** Opening Data extract block **
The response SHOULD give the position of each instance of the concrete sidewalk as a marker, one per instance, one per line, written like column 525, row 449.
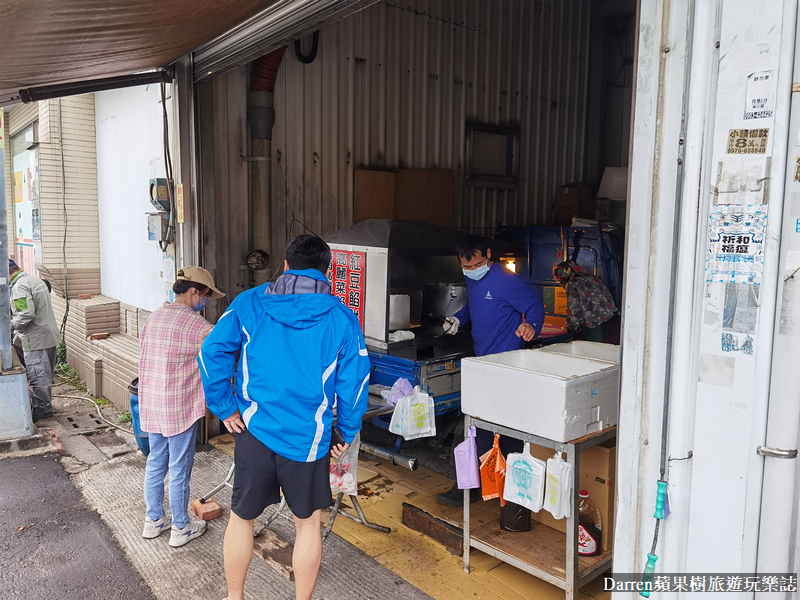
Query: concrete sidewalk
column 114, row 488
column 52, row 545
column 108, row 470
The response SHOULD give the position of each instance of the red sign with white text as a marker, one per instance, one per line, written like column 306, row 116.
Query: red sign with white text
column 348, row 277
** Closing Data extract block **
** Opening Data extract block **
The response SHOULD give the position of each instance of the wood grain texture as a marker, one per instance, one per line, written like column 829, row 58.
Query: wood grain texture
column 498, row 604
** Closing Data extract block **
** Opening Data extract block **
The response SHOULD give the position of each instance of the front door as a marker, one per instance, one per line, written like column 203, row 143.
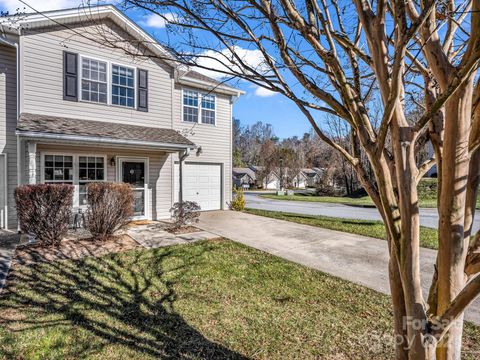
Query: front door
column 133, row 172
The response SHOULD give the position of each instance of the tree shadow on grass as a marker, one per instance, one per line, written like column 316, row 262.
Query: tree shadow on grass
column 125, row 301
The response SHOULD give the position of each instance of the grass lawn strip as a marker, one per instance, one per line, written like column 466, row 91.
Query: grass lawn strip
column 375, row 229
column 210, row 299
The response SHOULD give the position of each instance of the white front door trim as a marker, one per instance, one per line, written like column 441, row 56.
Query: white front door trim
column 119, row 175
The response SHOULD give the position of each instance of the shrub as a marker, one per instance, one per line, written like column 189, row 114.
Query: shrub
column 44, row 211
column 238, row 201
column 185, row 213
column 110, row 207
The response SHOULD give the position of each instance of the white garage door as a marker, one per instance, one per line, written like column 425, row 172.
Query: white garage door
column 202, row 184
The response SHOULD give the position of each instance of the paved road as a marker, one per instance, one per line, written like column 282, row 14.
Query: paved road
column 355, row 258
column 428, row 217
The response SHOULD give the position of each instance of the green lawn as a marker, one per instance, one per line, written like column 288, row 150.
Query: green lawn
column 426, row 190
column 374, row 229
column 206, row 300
** Closing Data extract block **
Task statement
From the data above, output exactly the lines between the one containing "425, row 172." and the one containing "282, row 14.", counting both of them.

Task result
The response SHOULD give the position of each instance of the white garage door as a marker, one per instance, one per line, written like column 425, row 172.
Query: white garage door
column 202, row 184
The response SHOULD give the position of each instance of the paved road as a marker, one per instance, one per line, written like column 282, row 14.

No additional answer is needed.